What is required: The full set of entries is to be printed exactly, with pictures excluded.

Source records:
────────────────────────────────────────

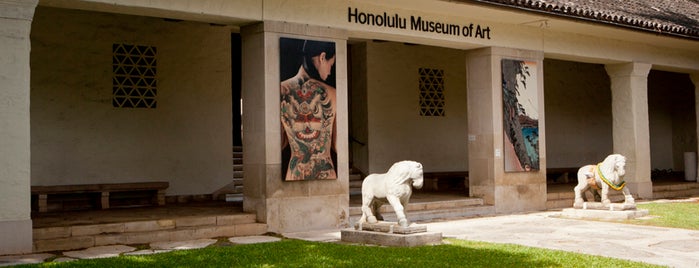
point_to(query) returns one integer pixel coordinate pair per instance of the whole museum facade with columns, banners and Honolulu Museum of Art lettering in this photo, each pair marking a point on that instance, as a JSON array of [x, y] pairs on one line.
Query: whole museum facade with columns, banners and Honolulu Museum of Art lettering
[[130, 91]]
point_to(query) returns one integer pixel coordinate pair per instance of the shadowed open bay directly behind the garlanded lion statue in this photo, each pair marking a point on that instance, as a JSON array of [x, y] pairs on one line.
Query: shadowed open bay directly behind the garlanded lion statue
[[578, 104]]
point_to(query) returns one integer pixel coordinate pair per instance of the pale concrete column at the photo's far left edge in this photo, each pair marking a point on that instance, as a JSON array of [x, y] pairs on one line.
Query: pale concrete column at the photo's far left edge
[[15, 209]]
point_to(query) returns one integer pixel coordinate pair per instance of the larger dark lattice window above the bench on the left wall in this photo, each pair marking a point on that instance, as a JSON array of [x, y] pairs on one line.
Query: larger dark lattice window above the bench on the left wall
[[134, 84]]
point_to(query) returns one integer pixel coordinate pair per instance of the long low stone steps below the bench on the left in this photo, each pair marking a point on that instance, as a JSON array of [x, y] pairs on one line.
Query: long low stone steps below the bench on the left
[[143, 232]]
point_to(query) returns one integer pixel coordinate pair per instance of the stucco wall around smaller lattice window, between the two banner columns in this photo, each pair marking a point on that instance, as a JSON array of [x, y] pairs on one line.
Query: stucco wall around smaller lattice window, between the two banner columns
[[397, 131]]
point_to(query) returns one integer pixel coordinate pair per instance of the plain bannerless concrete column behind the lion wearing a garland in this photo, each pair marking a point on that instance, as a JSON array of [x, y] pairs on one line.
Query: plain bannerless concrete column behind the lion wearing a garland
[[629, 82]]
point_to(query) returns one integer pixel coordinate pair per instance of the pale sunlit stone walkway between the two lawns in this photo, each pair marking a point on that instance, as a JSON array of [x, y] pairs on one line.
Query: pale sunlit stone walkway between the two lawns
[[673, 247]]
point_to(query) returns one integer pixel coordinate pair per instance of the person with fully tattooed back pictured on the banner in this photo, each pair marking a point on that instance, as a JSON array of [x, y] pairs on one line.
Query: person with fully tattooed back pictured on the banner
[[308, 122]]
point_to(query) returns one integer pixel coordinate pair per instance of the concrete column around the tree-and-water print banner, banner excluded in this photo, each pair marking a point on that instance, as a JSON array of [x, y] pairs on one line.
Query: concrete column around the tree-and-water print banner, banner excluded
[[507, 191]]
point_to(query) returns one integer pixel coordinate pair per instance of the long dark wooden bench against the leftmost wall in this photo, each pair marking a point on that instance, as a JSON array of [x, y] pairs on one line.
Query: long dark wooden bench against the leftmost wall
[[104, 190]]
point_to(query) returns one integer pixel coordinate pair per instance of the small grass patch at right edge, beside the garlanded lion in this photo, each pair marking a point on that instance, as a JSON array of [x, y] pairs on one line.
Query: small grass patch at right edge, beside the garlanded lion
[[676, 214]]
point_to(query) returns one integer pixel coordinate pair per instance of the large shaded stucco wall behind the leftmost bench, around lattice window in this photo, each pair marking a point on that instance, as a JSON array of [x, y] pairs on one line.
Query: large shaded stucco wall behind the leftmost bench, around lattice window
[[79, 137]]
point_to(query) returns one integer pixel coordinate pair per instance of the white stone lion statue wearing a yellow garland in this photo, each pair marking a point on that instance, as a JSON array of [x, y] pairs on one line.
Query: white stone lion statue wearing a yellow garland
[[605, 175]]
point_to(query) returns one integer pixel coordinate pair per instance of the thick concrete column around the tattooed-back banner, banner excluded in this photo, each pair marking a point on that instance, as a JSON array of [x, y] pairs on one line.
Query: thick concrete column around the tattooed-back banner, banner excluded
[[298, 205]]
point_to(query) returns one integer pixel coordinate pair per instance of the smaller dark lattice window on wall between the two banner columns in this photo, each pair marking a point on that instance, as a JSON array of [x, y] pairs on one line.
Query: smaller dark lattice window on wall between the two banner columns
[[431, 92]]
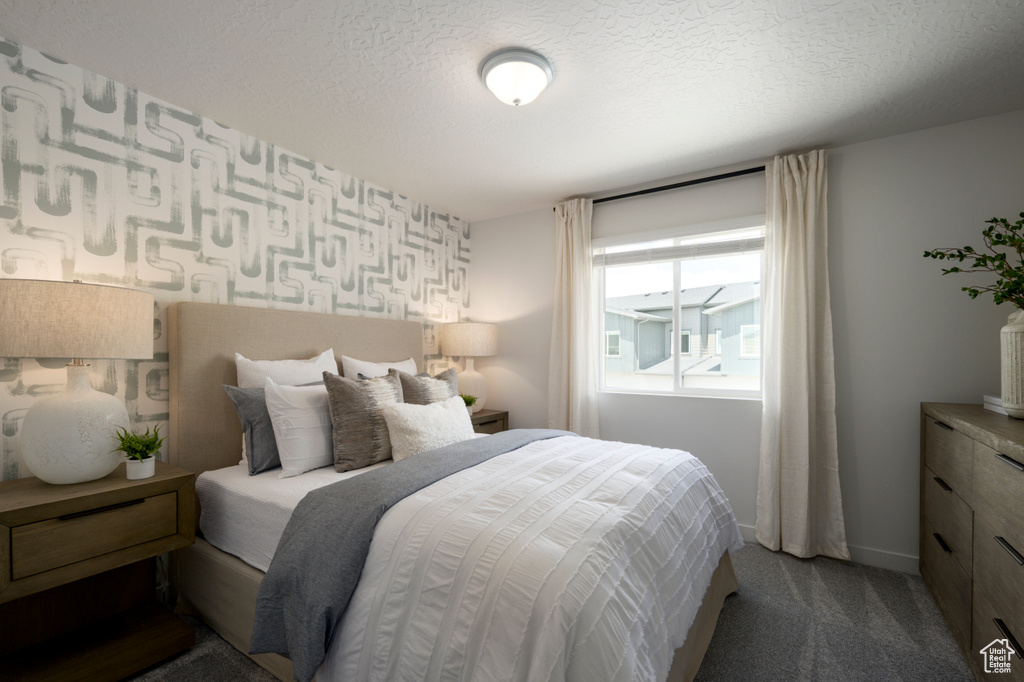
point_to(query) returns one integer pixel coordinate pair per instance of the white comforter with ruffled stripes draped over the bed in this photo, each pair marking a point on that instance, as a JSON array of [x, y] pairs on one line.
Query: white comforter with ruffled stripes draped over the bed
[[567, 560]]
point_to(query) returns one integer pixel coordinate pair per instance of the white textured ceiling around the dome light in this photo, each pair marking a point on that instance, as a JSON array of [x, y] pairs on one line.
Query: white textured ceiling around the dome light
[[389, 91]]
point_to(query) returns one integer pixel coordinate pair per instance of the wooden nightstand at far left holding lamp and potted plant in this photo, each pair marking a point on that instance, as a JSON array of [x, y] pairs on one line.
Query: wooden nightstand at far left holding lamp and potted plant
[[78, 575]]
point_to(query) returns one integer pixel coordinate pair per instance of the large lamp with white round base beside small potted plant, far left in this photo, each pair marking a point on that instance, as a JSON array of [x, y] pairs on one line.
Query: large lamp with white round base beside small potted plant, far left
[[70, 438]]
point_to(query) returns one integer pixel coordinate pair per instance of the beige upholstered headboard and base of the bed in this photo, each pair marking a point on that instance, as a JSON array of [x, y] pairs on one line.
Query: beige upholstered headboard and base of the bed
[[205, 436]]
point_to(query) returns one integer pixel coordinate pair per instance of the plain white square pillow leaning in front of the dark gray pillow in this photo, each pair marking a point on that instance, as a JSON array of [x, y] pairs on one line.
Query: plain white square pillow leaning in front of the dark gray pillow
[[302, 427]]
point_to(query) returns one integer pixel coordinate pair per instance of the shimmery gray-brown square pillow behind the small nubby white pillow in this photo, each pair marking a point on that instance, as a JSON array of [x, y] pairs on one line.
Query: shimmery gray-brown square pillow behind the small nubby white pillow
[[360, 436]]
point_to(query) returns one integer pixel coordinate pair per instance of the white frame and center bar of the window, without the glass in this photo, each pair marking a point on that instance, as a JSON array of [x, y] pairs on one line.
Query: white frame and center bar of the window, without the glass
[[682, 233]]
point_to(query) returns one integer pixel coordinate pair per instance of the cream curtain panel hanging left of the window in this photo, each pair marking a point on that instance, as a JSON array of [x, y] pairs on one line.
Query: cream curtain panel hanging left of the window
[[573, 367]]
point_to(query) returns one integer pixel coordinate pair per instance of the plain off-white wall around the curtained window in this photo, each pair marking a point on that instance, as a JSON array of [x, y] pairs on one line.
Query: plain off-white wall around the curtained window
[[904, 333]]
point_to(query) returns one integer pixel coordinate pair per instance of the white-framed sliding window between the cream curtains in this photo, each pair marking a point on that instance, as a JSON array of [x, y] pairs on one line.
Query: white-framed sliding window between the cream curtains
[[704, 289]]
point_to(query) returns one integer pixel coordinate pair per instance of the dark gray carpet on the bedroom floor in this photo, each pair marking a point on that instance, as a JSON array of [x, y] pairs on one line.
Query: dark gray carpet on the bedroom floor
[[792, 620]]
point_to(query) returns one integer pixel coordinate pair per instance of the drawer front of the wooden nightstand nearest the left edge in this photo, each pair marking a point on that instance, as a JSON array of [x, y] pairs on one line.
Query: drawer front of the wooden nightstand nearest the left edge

────────────────────────────────────────

Response to the task:
point_to(query) returns one integer pixel coordinate pair per instance of the whole museum facade with columns, banners and Honolulu Museum of Art lettering in this photo, each pair marking a point on that instance, as a JSON array of [x, y] pairs on one line.
Query: whole museum facade with columns, banners and Honolulu Museum of Art lettering
[[130, 91]]
point_to(query) returns one integer pixel coordinate pair per instance of the shadowed open bay directly behind the garlanded lion statue in this photo, each pair marking a point on that instance, as a JSON array of [x, y] pairs on one line.
Query: shadowed open bay directly behind the garlanded lion statue
[[578, 104]]
point_to(query) returns one integer pixel coordinate pair per instance of the pale concrete column at the photo's far left edge in this photo, each pair marking a point on that instance, as a JSON array of [x, y] pairs on one line.
Query: pale concrete column at the photo's far left edge
[[15, 209]]
point_to(query) returns one integer pixel coordinate pair per instance of the larger dark lattice window above the bench on the left wall in this photo, each pair marking a point on that instance, as a JSON array of [x, y] pairs on one line.
Query: larger dark lattice window above the bench on the left wall
[[134, 84]]
point_to(query) returns one integer pixel coordinate pair per instance of the long low stone steps below the bench on the left in this photo, each pair marking a point on that instance, as a JSON array of [x, y] pairs on one line.
Query: long low stone steps below the bench on the left
[[143, 232]]
point_to(query) returns one integer pixel coordinate pair per instance of the stucco wall around smaller lattice window, between the two banner columns in this photo, each pair marking a point on that instance, as a JSON array of [x, y] pairs on one line.
Query: stucco wall around smaller lattice window, between the two banner columns
[[397, 131]]
point_to(query) returns one integer pixel coordinate pair per instance of the plain bannerless concrete column behind the lion wearing a garland in this photo, each pair marking a point on that instance, as a JSON array of [x, y] pairs on one line.
Query: plain bannerless concrete column behind the lion wearing a garland
[[629, 82]]
point_to(query) returns one integer pixel coordinate pair per instance of the pale sunlit stone walkway between the two lawns in this photo, each pair marking a point on that instance, as a JSON array of [x, y] pairs on one line.
Query: pale sunlit stone walkway between the two lawns
[[673, 247]]
point_to(query) returns one integer pixel coordinate pair per instance of the person with fully tattooed back pictured on the banner in this photo, each pair marking a point on that instance, as a JSON array of [x, y] pairs on one line.
Query: person with fully tattooed back pictured on the banner
[[308, 122]]
point_to(query) returns one integer pixel coordinate pair per instance of the concrete column around the tree-and-water print banner, banner excluded in this photo, each pair marking a point on that instance, as a JSON array of [x, y] pairs on one line.
Query: concrete column around the tree-and-water print banner, banner excluded
[[507, 191]]
point_to(query) returns one integer pixel coordinate pair per instance of the long dark wooden bench against the leftmost wall in this photo, each pair marking a point on that instance, as a JSON array of [x, y] pairs on one line.
Query: long dark wooden bench against the leftmost wall
[[104, 190]]
point_to(query) returns one integer pixel coordinate pair per instance of the small grass patch at right edge, beside the garlanded lion in this photo, each pair marking a point on that instance, as a JSON array of [x, y] pairs on one line.
Query: small grass patch at right edge, beside the garlanded lion
[[676, 214]]
point_to(query) returns one integer pixel coordinate pair per instance of the large shaded stucco wall behind the leftmost bench, around lattice window in this photo, each pair marking a point on that instance, as a JSON array of [x, y] pairs on one line.
Query: large shaded stucco wall behind the leftmost bench, around lattice window
[[79, 137]]
point_to(query) returns one integer pixel coordinate pair per instance of the white stone lion statue wearing a yellow garland in this photo, each pair marking a point on that instance, as a JSON array of [x, y] pairs on one line.
Query: white stone lion statue wearing a yellow garland
[[605, 175]]
point_to(query) returns one integer pixel coordinate pair per instance of the thick concrete column around the tattooed-back banner, banner excluded in this photo, each pair marking a point on that instance, as a JSON array of [x, y] pairs on one line.
Query: thick concrete column around the tattooed-back banner, banner excluded
[[298, 205]]
point_to(query) returns one integer pixel coordinate pair per instance of the smaller dark lattice window on wall between the two banner columns in this photo, each pair marking a point on that instance, as a JSON array of [x, y] pairs on one line.
Query: smaller dark lattice window on wall between the two banner columns
[[431, 92]]
point_to(query) returns one integer pixel coordinate pair per instance of the white comforter with ruffled stripes draped over the bed in this photo, each pair marking a point on that instance, as a JSON array of [x, y] pairs on one line.
Query: white comforter with ruffled stripes draped over the bed
[[567, 560]]
point_to(query) returns one integer pixel coordinate pair per instance of the white textured ceiling around the dome light in this photo, each pair marking a point on that instance, as a JSON array of [x, y] pairs on one line.
Query: white textured ceiling around the dome light
[[389, 91]]
point_to(query) returns one integer pixel coordinate pair per instance of the wooden nightstand at far left holding lamp and potted plant in this photo, each pair marking a point on that instance, as a JSON array of [x, y] pairs on one line.
Query: wooden nightstand at far left holding lamp and potted plant
[[78, 575]]
point_to(query) returns one integer pixel coordinate pair per instance of the large lamp with white round base beside small potted plant, far left in this photo, each pair marking a point on that instance, as a JSON array of [x, y] pairs on one line.
Query: large lamp with white round base beside small potted plant, far left
[[70, 438]]
point_to(query) returns one integer pixel coordinate pair per instance of the beige upholstered headboard and base of the bed in this photo, each pair marking a point on that instance, as a JSON array of [x, y] pairs on one line.
Query: beige upholstered headboard and base of the bed
[[205, 436]]
point_to(query) returns one integer pixel coordinate pair per instance of the plain white square pillow leaning in front of the dark gray pillow in this photo, each pair marking a point on that instance, as a JSON array of [x, y] pairs on one line.
Query: plain white square pillow leaning in front of the dark gray pillow
[[302, 427]]
point_to(query) returns one integer pixel coordinate pair per instance of the shimmery gray-brown square pillow behind the small nubby white pillow in this photo, each pair marking a point on that instance, as a JSON array of [x, y] pairs on one line.
Query: shimmery gray-brown square pillow behind the small nubby white pillow
[[360, 436]]
point_to(query) returns one integer pixel coordinate pair per instance of the white frame and center bar of the window, without the glass in this photo, each pair marking a point on that instance, as a JSON array of [x, y] pairs on one line.
Query: white frame and center bar of the window, without the glass
[[682, 233]]
point_to(query) returns one integer pixel coordinate pair per instance of the cream curtain panel hanging left of the window in this photo, each pair marking a point on that instance, as a JSON array of [x, y] pairs on one line.
Query: cream curtain panel hanging left of the window
[[573, 367]]
point_to(query) returns one integer pixel coordinate pair per instance of the plain off-white wall around the curtained window in this photo, each pair marking a point on that instance, as a JSON array of [x, y] pairs on one line.
Query: plain off-white wall around the curtained window
[[904, 333]]
point_to(query) returns one integer pixel coordinate pair per instance of the white-framed sliding window between the cream curtains in this photo, each pair marking a point on that instance, as a JSON array of [x, y] pairs on one line.
Query: white-framed sliding window between the cream curtains
[[704, 289]]
point_to(query) returns one integer pixel coordinate pair per instance of the dark gray carpet on the bedroom floor in this photo, each pair marking a point on that instance, as a JSON array of [x, y] pairs on one line.
Query: dark gray carpet on the bedroom floor
[[792, 620]]
point_to(query) returns one integer pixel coordinate pair per instance of the drawer front of the wooden nightstand nearest the left edge in this photo, each pair marking a point on that instance, as a JSON array of [x, y] pairs on one line.
Query: drawer front of the wooden nightstand nearest the left edge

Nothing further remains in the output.